### Data to use:
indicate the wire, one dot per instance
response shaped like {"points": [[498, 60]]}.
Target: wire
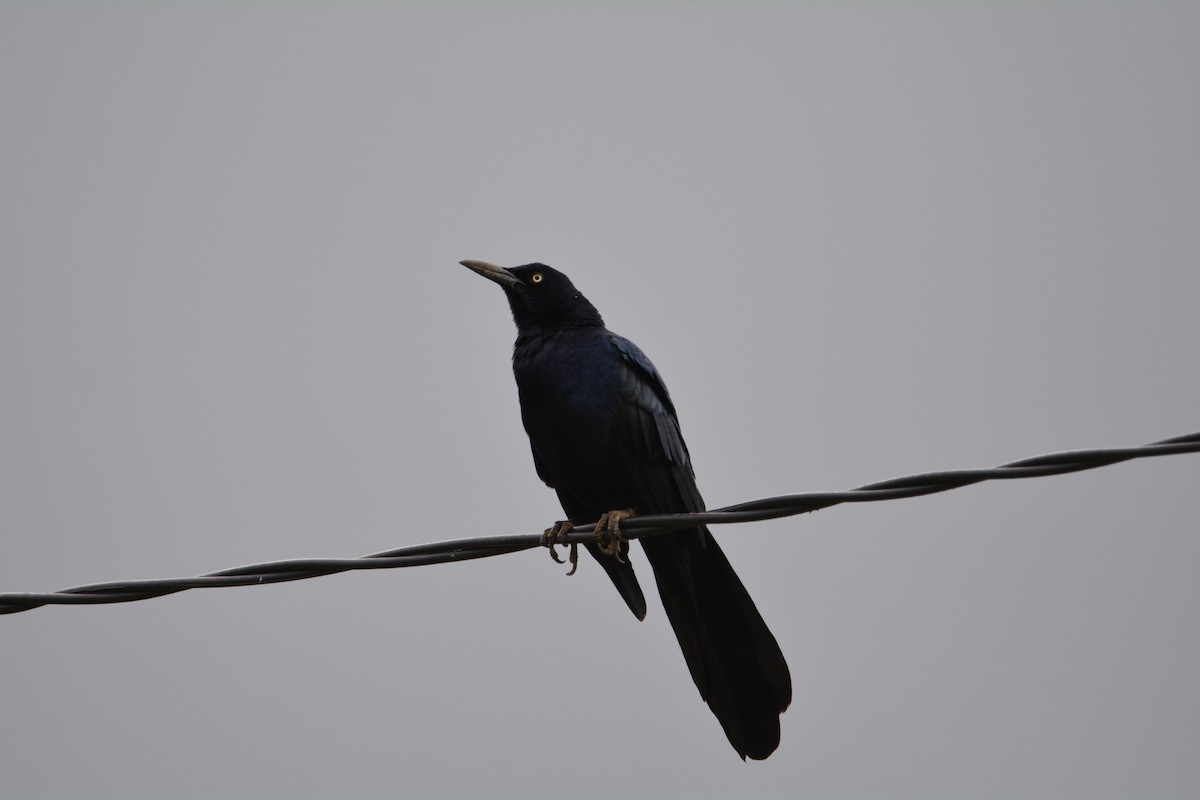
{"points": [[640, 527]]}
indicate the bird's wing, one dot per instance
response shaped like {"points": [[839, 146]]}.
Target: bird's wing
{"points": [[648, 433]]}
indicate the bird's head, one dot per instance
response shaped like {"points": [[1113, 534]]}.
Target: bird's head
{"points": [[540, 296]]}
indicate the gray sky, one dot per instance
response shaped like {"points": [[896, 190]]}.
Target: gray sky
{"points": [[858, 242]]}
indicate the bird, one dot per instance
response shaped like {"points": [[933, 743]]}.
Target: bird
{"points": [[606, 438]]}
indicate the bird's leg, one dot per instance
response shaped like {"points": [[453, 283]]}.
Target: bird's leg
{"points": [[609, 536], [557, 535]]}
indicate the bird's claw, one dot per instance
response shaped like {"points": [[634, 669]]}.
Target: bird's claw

### Assignment:
Scan the data above; copy every line where "claw" appears.

### Solution:
indicate the bird's claw, one dot per instance
Target: bird's claw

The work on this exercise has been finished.